(Excerpts from point annotation data)
—————
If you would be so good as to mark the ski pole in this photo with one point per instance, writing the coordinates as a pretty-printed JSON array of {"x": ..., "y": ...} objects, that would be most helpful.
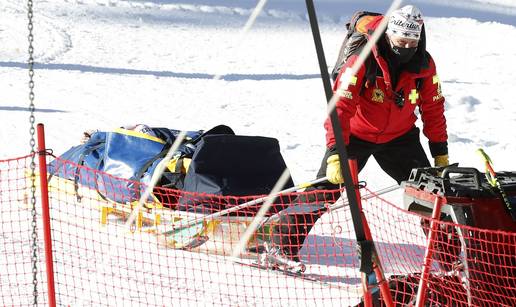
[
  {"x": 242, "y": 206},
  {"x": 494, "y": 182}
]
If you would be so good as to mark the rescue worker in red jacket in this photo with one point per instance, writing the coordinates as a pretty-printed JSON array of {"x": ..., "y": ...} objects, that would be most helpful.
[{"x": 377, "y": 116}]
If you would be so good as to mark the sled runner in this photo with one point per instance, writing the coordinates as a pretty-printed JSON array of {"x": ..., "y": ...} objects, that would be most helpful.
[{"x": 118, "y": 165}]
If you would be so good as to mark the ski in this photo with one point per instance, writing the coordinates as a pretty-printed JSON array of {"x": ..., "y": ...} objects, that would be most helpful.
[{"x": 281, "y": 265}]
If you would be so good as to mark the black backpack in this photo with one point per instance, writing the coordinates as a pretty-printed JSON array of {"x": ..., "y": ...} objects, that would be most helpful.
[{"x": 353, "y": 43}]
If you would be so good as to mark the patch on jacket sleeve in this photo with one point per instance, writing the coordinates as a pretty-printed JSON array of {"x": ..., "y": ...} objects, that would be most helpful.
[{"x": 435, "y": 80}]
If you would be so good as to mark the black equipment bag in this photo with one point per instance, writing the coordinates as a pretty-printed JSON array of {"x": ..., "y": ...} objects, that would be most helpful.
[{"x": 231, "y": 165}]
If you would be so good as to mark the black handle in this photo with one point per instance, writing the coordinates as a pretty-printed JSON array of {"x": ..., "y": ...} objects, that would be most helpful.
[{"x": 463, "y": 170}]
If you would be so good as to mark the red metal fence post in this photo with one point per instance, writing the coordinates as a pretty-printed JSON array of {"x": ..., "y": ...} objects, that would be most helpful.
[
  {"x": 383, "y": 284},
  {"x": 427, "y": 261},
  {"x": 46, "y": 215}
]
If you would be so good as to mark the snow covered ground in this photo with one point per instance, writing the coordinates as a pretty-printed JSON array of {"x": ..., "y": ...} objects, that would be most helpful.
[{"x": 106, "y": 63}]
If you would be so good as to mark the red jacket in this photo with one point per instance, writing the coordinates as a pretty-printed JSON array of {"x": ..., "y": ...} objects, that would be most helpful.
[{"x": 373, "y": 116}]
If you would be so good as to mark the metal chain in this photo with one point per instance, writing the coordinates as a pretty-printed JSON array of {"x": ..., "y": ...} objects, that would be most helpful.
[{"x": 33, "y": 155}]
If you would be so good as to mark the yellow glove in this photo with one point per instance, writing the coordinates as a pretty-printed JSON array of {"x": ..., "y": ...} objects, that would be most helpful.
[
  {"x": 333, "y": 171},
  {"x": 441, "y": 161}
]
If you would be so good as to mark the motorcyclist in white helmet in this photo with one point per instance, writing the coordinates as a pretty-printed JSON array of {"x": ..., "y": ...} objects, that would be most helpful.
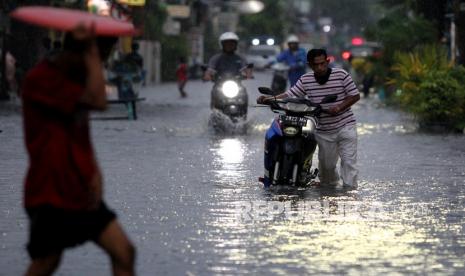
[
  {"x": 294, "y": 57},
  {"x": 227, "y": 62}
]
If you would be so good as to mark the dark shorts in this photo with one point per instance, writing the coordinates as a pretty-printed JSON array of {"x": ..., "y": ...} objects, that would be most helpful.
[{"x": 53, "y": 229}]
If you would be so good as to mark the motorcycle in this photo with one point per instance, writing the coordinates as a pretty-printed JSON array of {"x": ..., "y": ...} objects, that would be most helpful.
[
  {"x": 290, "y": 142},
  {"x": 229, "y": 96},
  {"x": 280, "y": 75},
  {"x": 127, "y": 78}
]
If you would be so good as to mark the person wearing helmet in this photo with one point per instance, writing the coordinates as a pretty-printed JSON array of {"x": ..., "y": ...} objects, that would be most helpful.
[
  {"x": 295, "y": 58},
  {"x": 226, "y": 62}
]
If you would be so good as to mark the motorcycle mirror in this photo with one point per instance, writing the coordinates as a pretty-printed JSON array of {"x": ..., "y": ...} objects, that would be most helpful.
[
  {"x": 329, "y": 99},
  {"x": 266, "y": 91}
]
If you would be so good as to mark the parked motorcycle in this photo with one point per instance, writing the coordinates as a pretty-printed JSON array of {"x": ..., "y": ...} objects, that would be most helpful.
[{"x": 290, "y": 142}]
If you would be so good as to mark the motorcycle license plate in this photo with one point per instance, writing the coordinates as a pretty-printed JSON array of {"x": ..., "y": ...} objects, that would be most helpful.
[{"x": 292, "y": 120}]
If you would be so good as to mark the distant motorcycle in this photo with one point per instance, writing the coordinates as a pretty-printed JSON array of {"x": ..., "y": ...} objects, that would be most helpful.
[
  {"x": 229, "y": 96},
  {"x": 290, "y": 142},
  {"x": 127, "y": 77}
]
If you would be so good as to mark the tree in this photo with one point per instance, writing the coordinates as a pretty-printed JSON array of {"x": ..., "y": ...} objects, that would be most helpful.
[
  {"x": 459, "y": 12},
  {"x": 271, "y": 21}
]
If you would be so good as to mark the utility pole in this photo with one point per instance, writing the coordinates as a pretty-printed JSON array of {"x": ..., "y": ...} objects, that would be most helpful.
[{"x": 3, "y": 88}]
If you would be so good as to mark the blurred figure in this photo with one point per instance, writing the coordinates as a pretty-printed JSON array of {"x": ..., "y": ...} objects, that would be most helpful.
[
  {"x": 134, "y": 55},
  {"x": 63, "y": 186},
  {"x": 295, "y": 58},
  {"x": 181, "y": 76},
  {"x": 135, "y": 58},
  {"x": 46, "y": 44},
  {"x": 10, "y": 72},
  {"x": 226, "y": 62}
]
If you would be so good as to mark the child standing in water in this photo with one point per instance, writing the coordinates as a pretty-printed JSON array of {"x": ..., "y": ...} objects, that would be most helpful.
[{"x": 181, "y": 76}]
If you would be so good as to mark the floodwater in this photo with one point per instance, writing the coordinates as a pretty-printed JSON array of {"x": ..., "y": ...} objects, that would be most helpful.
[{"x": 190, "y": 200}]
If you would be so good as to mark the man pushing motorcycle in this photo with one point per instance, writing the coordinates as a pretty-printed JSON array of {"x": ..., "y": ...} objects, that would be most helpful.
—————
# EXERCISE TASK:
Transcribe every line in the entries above, taking out only the images.

# EXPECTED ANSWER:
If you would be so good as to mark the ski pole in this photo with one point per instance, writing the coordinates as a pretty-printed JSON array of {"x": ..., "y": ...} objects, that would be most helpful.
[
  {"x": 242, "y": 206},
  {"x": 494, "y": 182}
]
If you would be so good as to mark the rescue worker in red jacket in this photo with one point per instance, writing the coordinates as a pretty-printed JSON array of {"x": ..., "y": ...} objects, that would be most helpful.
[{"x": 377, "y": 116}]
If you would be so good as to mark the sled runner in this photo with one point per instance, writing the coordinates as a pretty-printed JSON array of {"x": ..., "y": ...} objects, that would be most helpful.
[{"x": 118, "y": 165}]
If you would be so good as to mark the ski in this photo with one point per instance, writing the coordinates as a pretty-printed JSON array of {"x": ..., "y": ...} objects, that would be most helpful.
[{"x": 281, "y": 265}]
If you would be so good as to mark the black backpack in this photo with one point per instance, writing the coordinates as a pretty-printed JSON array of {"x": ..., "y": ...} objects, that would be most helpful.
[{"x": 353, "y": 43}]
If you would be so good as to mark the patch on jacket sleeve in this photo with one point per instance, writing the coordinates as a pretty-printed JSON array of {"x": ..., "y": ...} objects, that would be most helpful.
[{"x": 435, "y": 80}]
If you would be so good as to mark the black equipment bag in this photo with one point per instance, writing the coordinates as a pretty-printed JSON array of {"x": ..., "y": ...} objects, that would be most helpful.
[{"x": 231, "y": 165}]
If you would be so good as to mark the black handle in this photo with one point per instance, writing the coordinates as a pretty-printed JSON array of {"x": ..., "y": ...} objects, that would be most helpful.
[{"x": 463, "y": 170}]
If you would be so good as to mark the red metal fence post in this photo with one point per instance, writing the coordinates as a pretty-printed JSON array of {"x": ..., "y": ...} objects, that would be most helpful.
[
  {"x": 383, "y": 284},
  {"x": 427, "y": 261},
  {"x": 46, "y": 215}
]
If you would be so good as to mark the snow covered ground in this photo with one point per instance, writing the coordinates as a pretty-printed JSON array of {"x": ..., "y": ...} objects, that would be most helpful.
[{"x": 106, "y": 63}]
If you would be so good as to mark the red jacket in this photo with one point per instance, writing the coordinates as a pretty-printed JSON array of {"x": ..., "y": ...} objects, that would be most helpful.
[{"x": 373, "y": 116}]
If you would be so good as to mark the metal chain in this photo with one point per instance, writing the coordinates as a pretty-printed JSON array of {"x": ..., "y": ...} objects, that would be most helpful.
[{"x": 33, "y": 155}]
If you would be so good as to mark the yellow glove in this photo with one point per instance, writing the coordinates as a pretty-printed JSON array of {"x": ..., "y": ...} objects, that would be most helpful.
[
  {"x": 333, "y": 171},
  {"x": 441, "y": 161}
]
If you would be so good as to mark the motorcyclist in white helmet in this photo with one point per instance, writing the coordinates as a pretty-printed JSON array of {"x": ..., "y": ...} objects, that would be most helpful.
[
  {"x": 294, "y": 57},
  {"x": 227, "y": 62}
]
If you would be so good as to mark the dark shorts in this photo with one point per instance, writing the coordinates as a pretty-printed JSON array of {"x": ..., "y": ...} objects, that would be most helpful.
[{"x": 53, "y": 229}]
If you would be so good as to mark the motorcycle in this photo with one point per instance, writing the coordinates as a pretty-printed JSON array of {"x": ..., "y": ...} objects, that would be most helpful.
[
  {"x": 290, "y": 142},
  {"x": 229, "y": 96},
  {"x": 280, "y": 75},
  {"x": 127, "y": 78}
]
If you would be so good as to mark the person wearing helmet in this photo with one point per instance, writing the coordinates as a pretty-printed JSON array of {"x": ..., "y": ...} objects, that would be most helpful.
[
  {"x": 295, "y": 58},
  {"x": 226, "y": 62}
]
If you would be so good as to mark the motorcycle mirror in this photo with one point per instance, writing the coordinates as a pretty-printed JSON array of {"x": ..., "y": ...} objects, that would be most helpful.
[
  {"x": 329, "y": 99},
  {"x": 266, "y": 91}
]
If you would be so good as to mark the parked motorcycle in this photo with one point per instance, writing the coordinates as a pretty-printed JSON array of {"x": ..., "y": ...} objects, that would be most helpful.
[{"x": 290, "y": 142}]
If you would be so good as to mark the motorcycle license plate in this photo with one point per instance, writing the coordinates as a pretty-printed JSON array of {"x": ..., "y": ...} objects, that would be most helpful.
[{"x": 292, "y": 120}]
If you would be so good as to mark the distant motorcycle in this photo with one point per instance, writing the coordinates as a pretty-printed JSON array of {"x": ..., "y": ...} objects, that would be most helpful.
[
  {"x": 229, "y": 96},
  {"x": 290, "y": 142},
  {"x": 127, "y": 77}
]
If you would be so good as to mark the tree in this photo with one point per instance, writing the coordinates as a pretty-printed JSON array of {"x": ..., "y": ...} objects, that would be most helpful.
[
  {"x": 459, "y": 12},
  {"x": 271, "y": 21}
]
If you would be so good as to mark the utility pole in this photo with one point per instance, writing the coordinates as a pretty-printed JSON array of {"x": ..., "y": ...} objects, that would be most helpful.
[{"x": 3, "y": 88}]
If you would be so good as to mark the blurred figure in this photo with one point per instance, writing the coordinates as a pretty-printed JSON array of {"x": ..., "y": ...} objects, that would be most helpful.
[
  {"x": 134, "y": 55},
  {"x": 63, "y": 186},
  {"x": 295, "y": 58},
  {"x": 181, "y": 76},
  {"x": 135, "y": 58},
  {"x": 46, "y": 44},
  {"x": 10, "y": 72},
  {"x": 226, "y": 62}
]
If you would be so good as to mark the child standing in water in this photo with one point per instance, writing the coordinates as a pretty-printed JSON array of {"x": ..., "y": ...} objects, that would be most helpful.
[{"x": 181, "y": 76}]
If you would be so good as to mark the floodwater in this photo with one point per instance, writing the coordinates as a pretty-printed JSON array of {"x": ..., "y": ...} objects, that would be most helpful.
[{"x": 190, "y": 200}]
If you would be so good as to mark the man pushing motorcycle in this photo with one point per instance, writing the coordinates as a pretty-printed JSON array of {"x": ..., "y": ...} objects, that would be most helpful.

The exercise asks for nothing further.